Die Euphorie war groß. Anfang des 20. Jahrhunderts lieferte sich das deutsche Kaiserreich mit dem britischen Empire ein Wettrüsten um den Aufbau der weltgrößten Seestreitmacht. In fast jeder Ausgabe des Bitterfelder Tageblattes wurde über Ballon- oder Luftschiffahrten geschrieben. Die Luftschifffahrt war eine nationale Angelegenheit, zumal Deutschland auf diesem Gebiet führend war. Die Deutschen befanden sich im Luftschifffieber, das ein gewisser Graf Zeppelin am Bodensee ausgelöst hatte. Der Bitterfelder Verein bestellte 1909 bei der Firma Clouth in Köln einen Ballon von 820 m³ Größe. Am 20. Juni war es soweit, der Ballon wurde mit einem Hoch auf Kaiser und Vaterland auf den Namen Bitterfeld getauft und unternahm mit Oberleutnant Stelling als Ballonführer und den Herren Luft, Pötzsch und Bauer die Tauffahrt in das 260 km entfernte Ostritz bei Groß-Schmölln. Luft und Bauer sollten die ersten Vereinsmitglieder sein, die nach Gründung des Vereins eine Ballonlizenz, oder wie es damals hieß – Ballonführer-Patent – erwarben. 21 Fahrten unternahm Bitterfeld noch bis Jahresende.

Taufvers des Bitterfeld

Eifrig zu fördern in unserem Kreise,
Der Luftfahrt Wissenschaft und Sport,
Sollst dienen Du in solcher Weise,
Zum Ruhme Deinem Heimatort.
Den Opfersinn, den wir gefunden,
Bei edlen Gönnern fern und nah,
Kannst allen Landen Du bekunden,
Wohin das Äug‘ Dich eilen sah.

• [Ihre Aufgabe]:
Führen Sie den oben stehenden Text über den Ballon Bitterfeld im Anschluss an seine letzte Zeile fort.

• [Bereitgestellte Angaben]:

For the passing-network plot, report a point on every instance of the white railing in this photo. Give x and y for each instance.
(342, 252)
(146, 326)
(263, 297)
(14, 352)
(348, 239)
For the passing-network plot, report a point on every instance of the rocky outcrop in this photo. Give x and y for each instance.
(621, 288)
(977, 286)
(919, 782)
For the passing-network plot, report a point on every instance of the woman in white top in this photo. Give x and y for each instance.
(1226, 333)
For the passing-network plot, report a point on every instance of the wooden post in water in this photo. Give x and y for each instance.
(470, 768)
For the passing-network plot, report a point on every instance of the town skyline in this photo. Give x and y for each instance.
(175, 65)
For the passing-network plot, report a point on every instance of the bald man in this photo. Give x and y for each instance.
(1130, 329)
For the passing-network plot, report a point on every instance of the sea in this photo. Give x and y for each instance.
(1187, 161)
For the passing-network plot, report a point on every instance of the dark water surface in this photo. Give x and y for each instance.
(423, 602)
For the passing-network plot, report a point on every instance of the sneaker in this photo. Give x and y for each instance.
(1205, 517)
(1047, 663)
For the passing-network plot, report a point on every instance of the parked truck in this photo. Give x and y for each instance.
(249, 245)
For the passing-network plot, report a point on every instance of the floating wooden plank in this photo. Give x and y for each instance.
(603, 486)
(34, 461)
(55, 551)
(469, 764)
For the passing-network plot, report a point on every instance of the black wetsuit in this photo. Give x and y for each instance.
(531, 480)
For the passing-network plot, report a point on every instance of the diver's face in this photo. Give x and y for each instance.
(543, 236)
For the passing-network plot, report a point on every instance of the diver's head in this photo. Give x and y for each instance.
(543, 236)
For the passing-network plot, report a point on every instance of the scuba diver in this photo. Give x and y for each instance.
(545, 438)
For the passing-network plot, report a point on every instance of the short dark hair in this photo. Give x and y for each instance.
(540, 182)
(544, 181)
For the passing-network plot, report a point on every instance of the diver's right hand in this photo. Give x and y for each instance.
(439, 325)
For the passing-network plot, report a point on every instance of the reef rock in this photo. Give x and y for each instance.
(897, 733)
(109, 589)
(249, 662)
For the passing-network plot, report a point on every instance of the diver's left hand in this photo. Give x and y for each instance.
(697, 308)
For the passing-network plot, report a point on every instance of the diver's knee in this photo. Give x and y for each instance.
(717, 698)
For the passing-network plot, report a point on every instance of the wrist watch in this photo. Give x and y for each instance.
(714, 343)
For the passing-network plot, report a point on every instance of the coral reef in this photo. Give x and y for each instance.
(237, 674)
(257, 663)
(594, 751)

• [Schriftliche Antwort]:
Zur ersten Fahrt bereit stehst Du nun heute,
Bereit zu tragen in die weite Welt
Den Namen, den ich mit besonderer Freude
Dir hiermit gebe: Bitterfeld

Luftschiff auf Fernfahrt

Und noch einmal traf ein Luftschiff auf Fernfahrt in Bitterfeld ein. Am 28. August 1909 landete das Luftschiff Z III gegen 18.30 Uhr in Bitterfeld. 70.000 Menschen waren zugegen, soviel wie nie wieder zu irgend einem Ereignis in der Muldestadt. Am folgenden Morgen verließ das Luftschiff unter Führung des Grafen Zeppelin, der in Bitterfeld zustieg, den Ort und fuhr in Richtung Berlin.

Der Sächsisch-Thüringische Verein für Luftschifffahrt startete 1909 erstmals nachweislich vom Bitterfelder Startplatz. Der vereinseigene Ballon „Halle“ war dort bald Stammgast. 172 Fahrten wurden 1909 von Bitterfeld aus unternommen, davon insgesamt 36 mit diesem Ballon.

1909 war auch das Jahr in dem die ersten Ballonführerinnen von hier starteten: Margarete Gocht vom Sächsisch-Thüringischen Vfl und Emma la Quiante, die erste Frau mit einem deutschen Führerpatent. Welchen Vorbehalten männlicher Luftfahrerkollegen waren sie wohl ausgesetzt?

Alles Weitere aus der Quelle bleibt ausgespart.